- [TASK INSTRUCTIONS]: Your response should consist of the data that follows, repeated in full without alteration.

- [EXERCISE INPUT]:

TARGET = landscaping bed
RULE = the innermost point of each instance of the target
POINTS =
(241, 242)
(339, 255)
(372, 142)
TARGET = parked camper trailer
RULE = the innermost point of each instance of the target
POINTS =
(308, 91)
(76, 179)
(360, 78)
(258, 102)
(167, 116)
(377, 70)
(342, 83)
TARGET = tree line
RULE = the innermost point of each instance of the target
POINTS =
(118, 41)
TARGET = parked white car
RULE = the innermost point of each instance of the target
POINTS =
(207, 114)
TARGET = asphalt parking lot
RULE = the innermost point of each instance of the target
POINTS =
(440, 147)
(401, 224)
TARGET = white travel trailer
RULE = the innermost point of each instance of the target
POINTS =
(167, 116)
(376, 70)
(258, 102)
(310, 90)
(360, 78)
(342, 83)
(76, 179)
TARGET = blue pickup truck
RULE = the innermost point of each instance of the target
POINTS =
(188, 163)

- [EXERCISE ANSWER]:
TARGET = landscaping bed
RULE = the innermost point of each instance of the target
POINTS =
(241, 242)
(339, 255)
(372, 142)
TARGET = parked camper trailer
RULE = the innermost point of each instance of the target
POINTS =
(308, 91)
(76, 179)
(360, 78)
(258, 102)
(167, 116)
(377, 70)
(342, 83)
TARGET = tree line
RULE = the innermost point of each instance of the target
POINTS =
(118, 41)
TARGET = parked white car
RULE = the innermost point of each instance of the target
POINTS =
(207, 114)
TARGET = asphalt parking lot
RULE = the innermost point of each instance of the target
POINTS =
(440, 147)
(401, 224)
TARGET = white travel trailer
RULE = the innermost point of each instance of the target
POINTS =
(167, 116)
(376, 70)
(258, 102)
(310, 90)
(360, 78)
(342, 83)
(76, 179)
TARGET = blue pickup truck
RULE = the innermost point of each instance of the target
POINTS =
(188, 163)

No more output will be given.